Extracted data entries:

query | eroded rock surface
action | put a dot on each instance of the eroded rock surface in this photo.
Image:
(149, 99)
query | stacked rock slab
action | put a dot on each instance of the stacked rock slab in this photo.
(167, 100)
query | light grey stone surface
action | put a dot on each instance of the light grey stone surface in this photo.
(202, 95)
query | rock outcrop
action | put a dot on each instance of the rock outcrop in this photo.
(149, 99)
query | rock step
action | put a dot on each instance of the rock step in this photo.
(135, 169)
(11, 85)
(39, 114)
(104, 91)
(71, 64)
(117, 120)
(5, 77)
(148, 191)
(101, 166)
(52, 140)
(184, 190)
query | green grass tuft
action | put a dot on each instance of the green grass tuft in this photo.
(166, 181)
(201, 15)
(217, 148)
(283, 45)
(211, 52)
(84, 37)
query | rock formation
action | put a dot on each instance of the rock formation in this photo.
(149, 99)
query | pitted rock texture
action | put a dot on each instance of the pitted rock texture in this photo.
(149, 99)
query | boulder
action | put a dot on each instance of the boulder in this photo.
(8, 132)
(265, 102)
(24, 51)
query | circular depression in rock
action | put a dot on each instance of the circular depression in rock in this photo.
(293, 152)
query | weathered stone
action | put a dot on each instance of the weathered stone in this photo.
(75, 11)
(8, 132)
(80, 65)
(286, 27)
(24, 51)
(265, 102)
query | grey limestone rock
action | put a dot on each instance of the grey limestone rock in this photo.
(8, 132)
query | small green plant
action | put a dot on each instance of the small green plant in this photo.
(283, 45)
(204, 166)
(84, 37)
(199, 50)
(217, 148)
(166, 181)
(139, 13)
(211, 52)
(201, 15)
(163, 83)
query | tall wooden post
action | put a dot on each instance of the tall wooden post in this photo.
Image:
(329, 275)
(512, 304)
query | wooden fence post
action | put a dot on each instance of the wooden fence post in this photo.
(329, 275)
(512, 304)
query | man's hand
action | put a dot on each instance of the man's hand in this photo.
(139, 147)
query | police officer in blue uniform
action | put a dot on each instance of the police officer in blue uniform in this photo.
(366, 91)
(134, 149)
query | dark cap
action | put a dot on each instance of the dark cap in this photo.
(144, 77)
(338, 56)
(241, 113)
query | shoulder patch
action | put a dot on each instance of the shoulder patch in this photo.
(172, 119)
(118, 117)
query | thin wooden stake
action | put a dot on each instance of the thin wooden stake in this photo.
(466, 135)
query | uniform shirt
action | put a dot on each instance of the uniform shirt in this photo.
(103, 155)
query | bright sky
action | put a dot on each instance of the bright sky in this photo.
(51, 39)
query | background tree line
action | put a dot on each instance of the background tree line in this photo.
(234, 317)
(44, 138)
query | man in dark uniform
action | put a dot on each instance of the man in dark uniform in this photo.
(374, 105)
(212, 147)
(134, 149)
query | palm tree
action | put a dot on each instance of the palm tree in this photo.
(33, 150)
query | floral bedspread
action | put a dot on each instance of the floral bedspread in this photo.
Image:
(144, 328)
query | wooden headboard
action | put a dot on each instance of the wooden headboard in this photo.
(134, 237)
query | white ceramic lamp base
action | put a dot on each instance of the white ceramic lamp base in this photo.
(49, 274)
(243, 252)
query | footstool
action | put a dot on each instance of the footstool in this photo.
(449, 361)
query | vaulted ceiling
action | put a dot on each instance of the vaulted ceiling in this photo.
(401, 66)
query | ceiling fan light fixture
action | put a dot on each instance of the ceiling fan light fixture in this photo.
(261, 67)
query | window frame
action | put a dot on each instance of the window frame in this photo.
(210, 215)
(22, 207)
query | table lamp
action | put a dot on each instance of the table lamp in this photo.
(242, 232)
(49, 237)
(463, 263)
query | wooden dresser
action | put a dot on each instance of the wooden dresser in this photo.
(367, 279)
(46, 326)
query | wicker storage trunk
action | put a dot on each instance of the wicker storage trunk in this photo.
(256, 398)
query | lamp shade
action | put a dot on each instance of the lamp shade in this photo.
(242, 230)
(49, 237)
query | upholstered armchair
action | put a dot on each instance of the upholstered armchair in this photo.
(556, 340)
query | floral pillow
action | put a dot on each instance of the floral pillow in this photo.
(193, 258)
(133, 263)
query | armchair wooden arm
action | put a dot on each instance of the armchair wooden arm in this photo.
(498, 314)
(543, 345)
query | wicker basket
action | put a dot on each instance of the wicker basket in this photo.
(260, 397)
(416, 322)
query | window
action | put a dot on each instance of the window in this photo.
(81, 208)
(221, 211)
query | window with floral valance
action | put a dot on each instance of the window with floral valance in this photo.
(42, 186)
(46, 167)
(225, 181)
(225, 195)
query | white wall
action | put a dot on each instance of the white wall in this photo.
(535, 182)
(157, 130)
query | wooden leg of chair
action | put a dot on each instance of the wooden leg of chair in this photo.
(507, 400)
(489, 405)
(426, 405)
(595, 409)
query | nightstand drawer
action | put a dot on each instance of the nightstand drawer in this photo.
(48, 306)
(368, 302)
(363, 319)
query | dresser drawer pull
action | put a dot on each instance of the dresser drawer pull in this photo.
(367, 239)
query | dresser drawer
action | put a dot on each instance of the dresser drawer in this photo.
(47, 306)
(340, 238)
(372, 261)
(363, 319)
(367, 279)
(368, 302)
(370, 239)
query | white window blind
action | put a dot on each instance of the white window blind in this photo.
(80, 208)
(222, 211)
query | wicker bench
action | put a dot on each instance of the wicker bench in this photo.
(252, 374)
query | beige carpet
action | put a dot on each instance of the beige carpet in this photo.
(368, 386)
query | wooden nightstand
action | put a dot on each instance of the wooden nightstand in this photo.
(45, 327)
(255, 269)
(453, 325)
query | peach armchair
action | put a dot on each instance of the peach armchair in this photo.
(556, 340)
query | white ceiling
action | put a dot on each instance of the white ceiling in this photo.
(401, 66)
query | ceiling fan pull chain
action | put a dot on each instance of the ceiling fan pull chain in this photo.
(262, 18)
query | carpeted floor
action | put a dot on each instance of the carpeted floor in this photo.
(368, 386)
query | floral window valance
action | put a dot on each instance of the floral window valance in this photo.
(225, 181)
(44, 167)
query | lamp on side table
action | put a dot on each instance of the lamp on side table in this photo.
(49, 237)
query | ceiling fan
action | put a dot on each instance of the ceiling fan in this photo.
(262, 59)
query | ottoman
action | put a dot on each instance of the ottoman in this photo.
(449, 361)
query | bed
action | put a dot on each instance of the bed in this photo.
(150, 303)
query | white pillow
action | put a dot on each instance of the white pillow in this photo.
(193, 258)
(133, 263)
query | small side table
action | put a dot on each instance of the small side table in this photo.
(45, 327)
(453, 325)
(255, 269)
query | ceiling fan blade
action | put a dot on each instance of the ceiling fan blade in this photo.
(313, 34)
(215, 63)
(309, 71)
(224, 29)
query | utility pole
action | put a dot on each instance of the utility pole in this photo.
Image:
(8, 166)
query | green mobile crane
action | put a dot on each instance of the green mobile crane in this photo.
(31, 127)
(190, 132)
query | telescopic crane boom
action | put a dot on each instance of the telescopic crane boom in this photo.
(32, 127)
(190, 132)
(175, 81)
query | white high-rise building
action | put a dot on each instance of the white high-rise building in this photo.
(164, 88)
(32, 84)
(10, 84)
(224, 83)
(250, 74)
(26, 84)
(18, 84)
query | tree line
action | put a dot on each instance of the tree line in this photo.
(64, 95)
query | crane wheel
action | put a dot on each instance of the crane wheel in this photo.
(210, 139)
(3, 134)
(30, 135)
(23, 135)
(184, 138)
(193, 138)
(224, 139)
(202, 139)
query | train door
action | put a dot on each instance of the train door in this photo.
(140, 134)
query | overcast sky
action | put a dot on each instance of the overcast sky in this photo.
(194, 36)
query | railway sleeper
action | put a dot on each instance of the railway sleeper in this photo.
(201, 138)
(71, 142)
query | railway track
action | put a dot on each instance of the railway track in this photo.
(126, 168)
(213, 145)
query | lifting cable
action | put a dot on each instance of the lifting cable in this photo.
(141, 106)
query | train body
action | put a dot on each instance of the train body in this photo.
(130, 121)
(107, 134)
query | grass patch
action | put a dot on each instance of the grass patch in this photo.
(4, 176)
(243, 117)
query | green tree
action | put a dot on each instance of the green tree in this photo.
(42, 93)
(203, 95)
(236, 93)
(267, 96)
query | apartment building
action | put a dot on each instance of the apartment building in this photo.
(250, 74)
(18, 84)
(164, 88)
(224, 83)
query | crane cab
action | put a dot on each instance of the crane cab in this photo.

WRITTEN INSTRUCTION
Look above for the line containing "query | white high-rise building", then transcribe it and all lines after it through the last, exactly and with nothing else.

RESULT OF THE TASK
query | white high-rise building
action | put a dot on each instance of the white high-rise building in this photo.
(164, 88)
(32, 84)
(10, 84)
(224, 83)
(250, 74)
(26, 84)
(18, 84)
query | tree line
action | put a dot on each instance of the tree line in this photo.
(64, 95)
query | crane wheel
action | put a dot on each instance of the crane wheel in this photo.
(210, 139)
(3, 134)
(30, 135)
(23, 135)
(184, 138)
(193, 138)
(224, 139)
(202, 139)
query | train door
action | put a dot on each instance of the train door in this photo.
(140, 134)
query | overcast sky
action | put a dot on each instance of the overcast sky in this photo.
(194, 36)
query | railway sleeper
action | put a dot on each instance of the railway sleeper in this photo.
(201, 138)
(71, 142)
query | railway track
action | put a dot on each instance of the railway track in this photo.
(126, 168)
(213, 145)
query | lifting cable
action | put a dot on each instance of the lifting cable in this photo.
(141, 106)
query | train body
action | put a dot on each instance of the train body in this photo.
(130, 121)
(107, 134)
query | grass patch
action | put a dot on each instance of the grass patch in this photo.
(4, 176)
(243, 117)
query | green tree
action | put a dot on each instance of the green tree in this photo.
(42, 93)
(203, 95)
(236, 93)
(267, 96)
query | apartment building
action | put a dot on each instance of the apartment building in this photo.
(250, 74)
(18, 84)
(164, 88)
(224, 83)
query | crane cab
action | put a dot on each instance of the crane cab in this photo.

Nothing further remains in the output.